§ TEXTO EXTRAÍDO
****************************************

Si la innovación tuviera una iconografía, incluiría a un genio, un momento de revelación y una pizca de serendipia. Alexander Fleming descubre la penicilina al notar un moho creciendo en una placa con bacterias. John Snow dibuja un mapa con las víctimas de una epidemia de cólera en el Londres del siglo XIX y logra rastrear el brote hasta una bomba de agua específica. Un químico alemán llamado August Kekulé se queda dormido, sueña con serpientes que se muerden la cola y, al despertar, comprende que la molécula de benceno tiene forma de anillo.
Momentos así dan buenas escenas de película, pero son la forma equivocada de pensar la innovación en las empresas. Los avances llegan gracias al esfuerzo sostenido, el paso del tiempo y el trabajo en equipo, como lo demuestran estas historias corporativas.
Wayve, una firma de software para autos autónomos que hoy es una de las startups europeas más prometedoras en inteligencia artificial (IA), fue un caso atípico durante años. Alex Kendall, uno de sus cofundadores, estudiaba en Cambridge cuando se convenció de que la mejor forma de resolver el problema de la conducción autónoma era permitir que una IA aprendiera por sí sola los patrones de comportamiento al volante.

****************************************

(Registros tomados de un conjunto de datos)
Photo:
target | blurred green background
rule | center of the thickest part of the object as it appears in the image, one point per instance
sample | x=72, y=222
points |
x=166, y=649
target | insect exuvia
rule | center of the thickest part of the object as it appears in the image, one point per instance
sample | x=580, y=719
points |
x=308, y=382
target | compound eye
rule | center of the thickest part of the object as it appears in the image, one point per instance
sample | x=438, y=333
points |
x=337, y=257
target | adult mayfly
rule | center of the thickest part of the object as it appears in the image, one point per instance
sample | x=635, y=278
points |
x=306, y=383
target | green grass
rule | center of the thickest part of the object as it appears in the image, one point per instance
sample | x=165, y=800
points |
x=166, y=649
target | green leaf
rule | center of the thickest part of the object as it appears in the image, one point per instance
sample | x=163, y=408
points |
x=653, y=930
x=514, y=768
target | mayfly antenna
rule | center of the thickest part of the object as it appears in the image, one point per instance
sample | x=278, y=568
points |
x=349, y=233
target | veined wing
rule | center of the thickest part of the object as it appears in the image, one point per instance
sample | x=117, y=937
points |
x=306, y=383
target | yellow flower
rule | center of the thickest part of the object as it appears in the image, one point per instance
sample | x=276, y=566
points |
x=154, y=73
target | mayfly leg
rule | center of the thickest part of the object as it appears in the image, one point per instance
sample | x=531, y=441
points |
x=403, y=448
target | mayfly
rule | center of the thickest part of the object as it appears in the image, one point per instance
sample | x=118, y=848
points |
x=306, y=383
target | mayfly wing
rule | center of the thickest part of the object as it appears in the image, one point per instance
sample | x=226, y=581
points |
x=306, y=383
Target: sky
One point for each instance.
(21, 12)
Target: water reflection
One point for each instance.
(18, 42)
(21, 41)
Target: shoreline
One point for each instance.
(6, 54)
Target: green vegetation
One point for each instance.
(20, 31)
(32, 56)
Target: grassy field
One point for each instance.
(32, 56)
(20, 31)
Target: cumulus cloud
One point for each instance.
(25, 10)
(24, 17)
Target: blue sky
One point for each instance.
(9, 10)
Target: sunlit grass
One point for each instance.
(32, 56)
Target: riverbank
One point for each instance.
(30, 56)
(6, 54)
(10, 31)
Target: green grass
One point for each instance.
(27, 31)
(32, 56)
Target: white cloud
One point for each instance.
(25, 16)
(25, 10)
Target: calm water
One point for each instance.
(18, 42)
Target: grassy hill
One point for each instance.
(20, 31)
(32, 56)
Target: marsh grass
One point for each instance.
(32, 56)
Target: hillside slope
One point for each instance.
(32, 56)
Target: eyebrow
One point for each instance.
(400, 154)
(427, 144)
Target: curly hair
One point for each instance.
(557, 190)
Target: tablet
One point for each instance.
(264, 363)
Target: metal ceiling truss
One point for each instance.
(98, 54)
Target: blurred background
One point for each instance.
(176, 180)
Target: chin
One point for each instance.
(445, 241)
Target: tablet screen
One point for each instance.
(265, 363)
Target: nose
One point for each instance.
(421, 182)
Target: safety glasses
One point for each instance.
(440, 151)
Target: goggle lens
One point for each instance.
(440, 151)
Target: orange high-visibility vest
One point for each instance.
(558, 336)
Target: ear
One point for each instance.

****************************************

§ TAREAS POR COMPLETAR
1) En el texto sobre la innovación, ¿con qué soñó August Kekulé antes de entender la forma de la molécula de benceno?
2) Retoma el texto sobre la innovación justo después de su última oración.
Los registros no tienen relación con el texto sobre la innovación.

§ RESULTADOS DE TAREAS
1) Con serpientes que se muerden la cola.

2)
Eso lo hacía diferente. En ese momento, la industria intentaba programar reglas para cada situación que pudiera enfrentar un auto. Hoy el enfoque de Wayve es mucho más común: el mes pasado firmó un acuerdo con Nissan para integrar su tecnología en los sistemas de conducción autónoma del fabricante japonés. Pero llegar hasta ahí les llevó ocho años. “La mentira más grande es la idea del momento eureka, donde simplemente te despertás con una idea que lo resuelve todo”, dice Kendall.
Una buena idea puede no llegar a nada si las condiciones no son las adecuadas. Y haber fracasado con algo en el pasado no es razón para descartarlo para siempre, como muestra el caso de Google. Liz Reid, jefa del área de búsqueda, cuenta que muchos de los éxitos del gigante tecnológico fueron intentos repetidos que recién prosperaron después de varios intentos. Un ejemplo son las reseñas de restaurantes en Google Maps: sabían que era una función útil, pero al principio les pedían demasiado a los usuarios. La llegada de las notificaciones y los datos de ubicación fue clave. Antes, había que recordar escribir una reseña —o incluso dónde se había comido. Luego, con la información sobre dónde estuvo cada usuario y la posibilidad de enviarle un aviso, Google hizo el proceso mucho más sencillo.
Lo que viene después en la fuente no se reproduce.